DATA SHOWN START

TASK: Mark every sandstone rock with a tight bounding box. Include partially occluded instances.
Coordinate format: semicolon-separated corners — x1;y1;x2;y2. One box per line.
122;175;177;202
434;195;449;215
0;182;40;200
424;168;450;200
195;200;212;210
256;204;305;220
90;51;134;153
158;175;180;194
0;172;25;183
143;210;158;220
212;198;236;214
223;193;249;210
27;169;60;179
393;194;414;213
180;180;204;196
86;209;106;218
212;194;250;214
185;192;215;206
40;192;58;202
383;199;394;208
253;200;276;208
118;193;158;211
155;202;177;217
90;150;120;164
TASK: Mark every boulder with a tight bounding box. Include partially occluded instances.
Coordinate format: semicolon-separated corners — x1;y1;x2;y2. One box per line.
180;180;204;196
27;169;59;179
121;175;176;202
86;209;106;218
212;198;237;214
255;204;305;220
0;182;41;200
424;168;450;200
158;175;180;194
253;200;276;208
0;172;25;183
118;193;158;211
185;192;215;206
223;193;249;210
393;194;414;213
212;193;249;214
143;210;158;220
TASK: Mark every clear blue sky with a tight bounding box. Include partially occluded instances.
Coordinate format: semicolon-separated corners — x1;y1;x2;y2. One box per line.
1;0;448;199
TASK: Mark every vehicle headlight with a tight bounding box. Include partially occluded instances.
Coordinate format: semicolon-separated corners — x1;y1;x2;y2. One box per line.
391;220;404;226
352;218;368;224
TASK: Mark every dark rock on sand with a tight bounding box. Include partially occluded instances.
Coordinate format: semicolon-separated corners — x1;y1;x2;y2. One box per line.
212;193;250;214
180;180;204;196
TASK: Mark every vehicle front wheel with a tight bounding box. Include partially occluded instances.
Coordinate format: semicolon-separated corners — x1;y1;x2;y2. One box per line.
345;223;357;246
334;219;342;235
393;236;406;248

DATA SHOWN END
DATA SHOWN START

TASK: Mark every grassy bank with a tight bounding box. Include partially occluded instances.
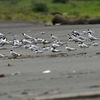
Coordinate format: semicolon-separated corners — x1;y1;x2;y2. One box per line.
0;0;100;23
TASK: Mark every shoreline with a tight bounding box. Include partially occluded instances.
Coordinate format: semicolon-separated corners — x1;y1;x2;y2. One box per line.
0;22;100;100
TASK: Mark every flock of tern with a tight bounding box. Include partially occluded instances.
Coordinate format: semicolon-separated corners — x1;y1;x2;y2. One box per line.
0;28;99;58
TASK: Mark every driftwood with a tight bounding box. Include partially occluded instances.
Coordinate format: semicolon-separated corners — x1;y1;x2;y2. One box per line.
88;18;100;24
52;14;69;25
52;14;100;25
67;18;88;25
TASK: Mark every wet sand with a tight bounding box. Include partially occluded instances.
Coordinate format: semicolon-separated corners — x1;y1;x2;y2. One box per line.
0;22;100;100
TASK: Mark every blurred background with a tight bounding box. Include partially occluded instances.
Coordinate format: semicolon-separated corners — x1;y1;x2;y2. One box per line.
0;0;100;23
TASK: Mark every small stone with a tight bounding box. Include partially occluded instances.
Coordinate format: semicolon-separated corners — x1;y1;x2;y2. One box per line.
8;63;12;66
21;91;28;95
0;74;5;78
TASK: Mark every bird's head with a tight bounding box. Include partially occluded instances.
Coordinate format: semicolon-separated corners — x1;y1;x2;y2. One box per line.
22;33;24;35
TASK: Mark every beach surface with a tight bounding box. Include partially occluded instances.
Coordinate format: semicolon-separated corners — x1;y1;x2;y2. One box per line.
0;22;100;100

DATA SHOWN END

▶ EXERCISE AIM:
Every line of the records containing the word "vehicle" must appear in the answer.

▶ YOUR SOLUTION:
TASK: Mark every vehicle headlight with a tight bounding box. Include partially occluded instances.
TASK: Mark every vehicle front wheel with a tight bounding box. Include partially occluded instances.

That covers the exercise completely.